Dataset entries:
----

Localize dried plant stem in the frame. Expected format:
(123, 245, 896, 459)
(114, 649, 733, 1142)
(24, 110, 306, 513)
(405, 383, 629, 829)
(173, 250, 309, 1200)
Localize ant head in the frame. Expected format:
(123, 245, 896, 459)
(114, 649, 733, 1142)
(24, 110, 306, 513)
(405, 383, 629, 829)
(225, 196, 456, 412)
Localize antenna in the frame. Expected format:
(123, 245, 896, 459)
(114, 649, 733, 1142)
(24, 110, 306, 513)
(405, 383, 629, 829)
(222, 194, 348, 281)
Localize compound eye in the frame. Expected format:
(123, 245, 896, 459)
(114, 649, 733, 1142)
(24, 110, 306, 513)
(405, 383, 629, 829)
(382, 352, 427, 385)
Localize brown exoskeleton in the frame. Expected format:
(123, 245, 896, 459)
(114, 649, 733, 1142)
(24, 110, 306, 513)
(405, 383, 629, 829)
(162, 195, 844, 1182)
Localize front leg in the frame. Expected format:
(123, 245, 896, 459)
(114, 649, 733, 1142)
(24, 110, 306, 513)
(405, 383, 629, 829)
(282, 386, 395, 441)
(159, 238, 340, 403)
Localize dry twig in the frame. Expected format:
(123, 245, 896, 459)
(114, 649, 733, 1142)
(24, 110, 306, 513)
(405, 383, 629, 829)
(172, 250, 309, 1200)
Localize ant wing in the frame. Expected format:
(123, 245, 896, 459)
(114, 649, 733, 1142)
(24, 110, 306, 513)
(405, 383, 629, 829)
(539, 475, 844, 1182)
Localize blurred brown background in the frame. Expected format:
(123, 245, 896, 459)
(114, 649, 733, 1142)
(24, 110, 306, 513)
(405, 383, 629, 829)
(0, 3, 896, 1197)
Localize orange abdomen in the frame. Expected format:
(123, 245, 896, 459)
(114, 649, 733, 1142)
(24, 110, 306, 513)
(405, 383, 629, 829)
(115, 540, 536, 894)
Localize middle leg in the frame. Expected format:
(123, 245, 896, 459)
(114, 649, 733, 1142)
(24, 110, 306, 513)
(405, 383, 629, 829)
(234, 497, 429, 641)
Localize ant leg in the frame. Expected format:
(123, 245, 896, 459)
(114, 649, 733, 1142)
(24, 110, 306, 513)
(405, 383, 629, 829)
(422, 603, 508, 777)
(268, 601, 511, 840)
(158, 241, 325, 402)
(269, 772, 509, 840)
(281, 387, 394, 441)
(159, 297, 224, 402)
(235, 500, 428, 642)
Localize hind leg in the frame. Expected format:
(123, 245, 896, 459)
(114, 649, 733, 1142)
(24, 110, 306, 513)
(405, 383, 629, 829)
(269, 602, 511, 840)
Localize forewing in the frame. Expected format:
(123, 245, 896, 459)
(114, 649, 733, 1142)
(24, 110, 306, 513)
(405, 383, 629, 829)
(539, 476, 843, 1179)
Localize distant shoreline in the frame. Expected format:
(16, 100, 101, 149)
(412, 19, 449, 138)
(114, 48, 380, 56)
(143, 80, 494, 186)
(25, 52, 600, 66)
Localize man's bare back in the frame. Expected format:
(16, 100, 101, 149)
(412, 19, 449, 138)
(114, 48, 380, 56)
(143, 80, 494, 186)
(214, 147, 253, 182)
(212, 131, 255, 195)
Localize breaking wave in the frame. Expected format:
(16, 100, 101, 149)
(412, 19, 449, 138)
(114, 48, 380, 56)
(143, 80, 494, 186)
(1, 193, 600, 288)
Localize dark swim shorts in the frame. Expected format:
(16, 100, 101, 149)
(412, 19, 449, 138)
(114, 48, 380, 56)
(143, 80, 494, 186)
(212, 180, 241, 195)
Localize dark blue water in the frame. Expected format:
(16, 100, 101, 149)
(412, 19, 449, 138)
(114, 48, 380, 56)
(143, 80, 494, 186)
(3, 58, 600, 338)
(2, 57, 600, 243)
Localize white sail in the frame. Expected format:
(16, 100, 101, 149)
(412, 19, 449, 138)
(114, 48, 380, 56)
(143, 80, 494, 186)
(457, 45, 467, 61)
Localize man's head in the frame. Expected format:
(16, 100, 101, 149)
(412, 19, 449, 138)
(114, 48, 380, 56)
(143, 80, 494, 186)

----

PROBLEM TO WORK ON: Each entry above is to be transcribed word for word.

SOLUTION:
Localize dried plant stem in the frame. Expected format:
(123, 245, 896, 459)
(114, 649, 733, 1142)
(24, 110, 306, 513)
(405, 383, 629, 829)
(173, 250, 309, 1200)
Localize ant head in the frame. Expected format:
(123, 245, 896, 459)
(114, 649, 733, 1142)
(24, 110, 306, 513)
(405, 383, 629, 829)
(225, 196, 456, 412)
Localize antenna in the frame. Expected format:
(123, 245, 896, 459)
(114, 649, 733, 1142)
(24, 110, 306, 513)
(405, 383, 629, 829)
(222, 194, 348, 281)
Localize compound eye in the frame. Expected format:
(123, 245, 896, 459)
(114, 649, 733, 1142)
(24, 110, 306, 513)
(405, 383, 629, 829)
(382, 352, 427, 385)
Localize brown exoskeleton in the frame. Expected format:
(123, 245, 896, 459)
(114, 649, 733, 1142)
(24, 110, 306, 513)
(405, 383, 629, 829)
(162, 195, 844, 1182)
Localize front leg in the frame. Expected format:
(123, 245, 896, 459)
(114, 649, 733, 1142)
(24, 110, 306, 513)
(405, 383, 629, 829)
(282, 386, 395, 441)
(159, 238, 340, 403)
Localize dry twig in the frame. Expected format:
(123, 245, 896, 459)
(114, 649, 733, 1142)
(24, 110, 306, 513)
(405, 383, 629, 829)
(172, 250, 309, 1200)
Localize ant wing in the frame. Expected format:
(123, 245, 896, 459)
(114, 649, 733, 1142)
(24, 110, 306, 513)
(405, 383, 629, 829)
(539, 475, 844, 1182)
Localize blurred brown background in the frame. Expected format:
(123, 245, 896, 459)
(114, 649, 733, 1142)
(24, 110, 306, 513)
(405, 383, 629, 829)
(0, 3, 896, 1197)
Localize orange abdomen in the frame. Expected format:
(123, 245, 896, 459)
(114, 649, 733, 1142)
(24, 110, 306, 513)
(405, 383, 629, 829)
(115, 540, 536, 894)
Localize middle leg in the frame. Expected format:
(123, 245, 896, 459)
(114, 649, 733, 1142)
(24, 110, 306, 513)
(405, 383, 629, 829)
(234, 497, 429, 641)
Localize ant leg in the frame. Expected format:
(123, 245, 896, 459)
(114, 649, 733, 1142)
(24, 110, 306, 513)
(405, 383, 629, 829)
(422, 603, 508, 777)
(268, 601, 511, 840)
(158, 241, 325, 402)
(269, 772, 509, 840)
(281, 387, 394, 441)
(159, 297, 224, 402)
(235, 500, 428, 642)
Localize hind leg in the frame. Expected format:
(123, 245, 896, 459)
(114, 649, 733, 1142)
(24, 110, 306, 513)
(405, 383, 629, 829)
(269, 602, 511, 840)
Localize forewing in the frame. Expected format:
(123, 245, 896, 459)
(114, 649, 733, 1142)
(24, 110, 306, 513)
(405, 383, 629, 829)
(539, 476, 843, 1179)
Localize distant shoreline in the frame. Expected format:
(16, 100, 101, 149)
(412, 19, 449, 138)
(114, 48, 380, 56)
(143, 80, 494, 186)
(25, 52, 600, 66)
Localize man's bare back in the frame. Expected format:
(16, 100, 101, 149)
(412, 19, 449, 138)
(114, 48, 380, 56)
(143, 80, 494, 186)
(214, 147, 253, 182)
(212, 131, 255, 195)
Localize breaking wave in the frame. Expected format:
(16, 100, 101, 149)
(412, 19, 449, 138)
(114, 48, 380, 56)
(143, 80, 494, 186)
(1, 193, 600, 288)
Localize dark swim shorts in the frame. Expected format:
(16, 100, 101, 149)
(412, 19, 449, 138)
(114, 48, 380, 56)
(143, 80, 494, 186)
(212, 180, 241, 195)
Localize dark blue water in the frame. Expected format:
(16, 100, 101, 149)
(412, 19, 449, 138)
(114, 48, 380, 56)
(143, 80, 494, 186)
(3, 58, 600, 338)
(2, 57, 600, 243)
Localize white sail in the frame. Expected format:
(16, 100, 101, 149)
(412, 19, 449, 138)
(114, 48, 380, 56)
(143, 80, 494, 186)
(457, 45, 467, 61)
Localize man's head in the frame. Expected format:
(16, 100, 101, 149)
(412, 19, 449, 138)
(114, 48, 380, 56)
(143, 80, 494, 186)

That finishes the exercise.